• _TASK STATEMENT_
Search each line below for "window", then return the lines where it appears.

Segment Open

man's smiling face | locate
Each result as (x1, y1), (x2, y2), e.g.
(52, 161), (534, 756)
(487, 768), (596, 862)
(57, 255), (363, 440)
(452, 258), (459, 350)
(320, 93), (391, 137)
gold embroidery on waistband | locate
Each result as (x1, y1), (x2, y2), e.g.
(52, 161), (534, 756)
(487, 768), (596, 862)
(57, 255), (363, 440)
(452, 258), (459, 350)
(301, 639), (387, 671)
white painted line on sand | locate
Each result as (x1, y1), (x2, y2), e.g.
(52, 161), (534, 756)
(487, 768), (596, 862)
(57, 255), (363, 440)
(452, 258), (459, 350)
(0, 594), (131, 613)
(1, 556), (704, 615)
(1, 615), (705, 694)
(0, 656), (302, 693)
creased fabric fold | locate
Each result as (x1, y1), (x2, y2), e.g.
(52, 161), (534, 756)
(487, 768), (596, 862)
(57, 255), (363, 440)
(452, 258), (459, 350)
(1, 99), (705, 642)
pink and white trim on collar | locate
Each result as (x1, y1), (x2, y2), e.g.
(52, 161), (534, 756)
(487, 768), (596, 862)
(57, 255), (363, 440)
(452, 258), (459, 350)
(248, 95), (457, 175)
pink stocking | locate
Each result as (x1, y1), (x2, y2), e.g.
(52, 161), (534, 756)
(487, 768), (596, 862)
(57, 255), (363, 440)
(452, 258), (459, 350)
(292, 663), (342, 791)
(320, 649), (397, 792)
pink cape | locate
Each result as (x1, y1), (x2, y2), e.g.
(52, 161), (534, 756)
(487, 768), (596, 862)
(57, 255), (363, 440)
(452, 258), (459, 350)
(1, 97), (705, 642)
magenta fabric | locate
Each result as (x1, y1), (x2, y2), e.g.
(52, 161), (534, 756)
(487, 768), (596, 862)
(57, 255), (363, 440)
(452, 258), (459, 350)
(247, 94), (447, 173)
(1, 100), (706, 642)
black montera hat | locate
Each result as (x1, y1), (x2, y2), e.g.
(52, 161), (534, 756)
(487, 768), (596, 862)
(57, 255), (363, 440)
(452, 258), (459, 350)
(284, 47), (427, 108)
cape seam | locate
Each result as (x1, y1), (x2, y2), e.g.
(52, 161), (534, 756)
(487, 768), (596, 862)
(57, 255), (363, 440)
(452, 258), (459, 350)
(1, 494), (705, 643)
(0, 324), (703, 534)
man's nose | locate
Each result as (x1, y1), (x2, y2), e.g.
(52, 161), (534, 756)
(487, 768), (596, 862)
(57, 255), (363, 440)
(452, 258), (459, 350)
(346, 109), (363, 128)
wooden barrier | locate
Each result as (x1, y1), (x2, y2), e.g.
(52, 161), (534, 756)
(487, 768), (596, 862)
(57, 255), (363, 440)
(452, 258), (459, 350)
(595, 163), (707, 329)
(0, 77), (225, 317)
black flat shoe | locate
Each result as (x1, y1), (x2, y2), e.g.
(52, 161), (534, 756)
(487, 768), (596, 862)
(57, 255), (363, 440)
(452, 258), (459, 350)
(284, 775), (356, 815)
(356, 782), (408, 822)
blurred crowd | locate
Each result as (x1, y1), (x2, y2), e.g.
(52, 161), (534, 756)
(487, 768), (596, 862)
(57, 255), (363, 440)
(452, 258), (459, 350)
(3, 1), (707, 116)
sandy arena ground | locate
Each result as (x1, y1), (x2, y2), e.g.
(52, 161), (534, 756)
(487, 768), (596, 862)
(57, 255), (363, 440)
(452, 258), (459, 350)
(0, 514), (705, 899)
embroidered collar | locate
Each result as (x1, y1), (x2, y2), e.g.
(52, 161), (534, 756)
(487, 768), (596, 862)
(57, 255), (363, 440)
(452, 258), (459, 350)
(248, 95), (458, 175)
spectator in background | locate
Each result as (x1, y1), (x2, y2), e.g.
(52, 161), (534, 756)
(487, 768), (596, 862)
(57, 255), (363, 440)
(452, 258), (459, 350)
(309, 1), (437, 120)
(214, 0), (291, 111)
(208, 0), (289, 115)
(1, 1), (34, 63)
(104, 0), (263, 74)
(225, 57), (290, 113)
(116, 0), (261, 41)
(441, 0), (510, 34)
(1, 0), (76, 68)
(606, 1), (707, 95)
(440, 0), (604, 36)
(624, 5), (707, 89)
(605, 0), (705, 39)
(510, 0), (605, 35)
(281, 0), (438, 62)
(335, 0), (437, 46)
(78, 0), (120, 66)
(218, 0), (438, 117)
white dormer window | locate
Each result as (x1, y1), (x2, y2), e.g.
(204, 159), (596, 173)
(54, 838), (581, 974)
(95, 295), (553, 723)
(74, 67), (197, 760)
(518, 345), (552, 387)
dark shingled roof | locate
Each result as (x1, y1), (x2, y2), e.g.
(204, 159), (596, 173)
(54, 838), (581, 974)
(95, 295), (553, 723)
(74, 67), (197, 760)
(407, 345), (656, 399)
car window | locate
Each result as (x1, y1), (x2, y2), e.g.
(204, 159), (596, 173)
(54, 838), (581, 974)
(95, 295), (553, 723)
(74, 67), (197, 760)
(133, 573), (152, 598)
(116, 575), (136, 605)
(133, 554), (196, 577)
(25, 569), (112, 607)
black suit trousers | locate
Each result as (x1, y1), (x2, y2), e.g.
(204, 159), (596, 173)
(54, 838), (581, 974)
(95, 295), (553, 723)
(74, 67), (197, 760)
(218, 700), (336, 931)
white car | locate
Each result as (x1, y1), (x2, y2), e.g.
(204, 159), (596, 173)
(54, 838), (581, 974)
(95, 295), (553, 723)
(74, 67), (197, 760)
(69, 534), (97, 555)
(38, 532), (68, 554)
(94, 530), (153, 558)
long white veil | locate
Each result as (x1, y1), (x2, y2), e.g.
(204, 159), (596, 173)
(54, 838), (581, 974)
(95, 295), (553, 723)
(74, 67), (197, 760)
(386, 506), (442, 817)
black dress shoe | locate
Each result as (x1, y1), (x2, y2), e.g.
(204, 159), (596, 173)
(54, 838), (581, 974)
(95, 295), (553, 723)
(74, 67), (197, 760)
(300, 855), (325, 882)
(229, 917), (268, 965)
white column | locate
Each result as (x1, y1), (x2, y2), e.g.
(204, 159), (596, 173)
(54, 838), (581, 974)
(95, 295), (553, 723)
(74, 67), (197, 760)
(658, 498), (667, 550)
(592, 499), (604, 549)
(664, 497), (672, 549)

Segment Closed

• _TASK RESULT_
white dormer window | locate
car window | locate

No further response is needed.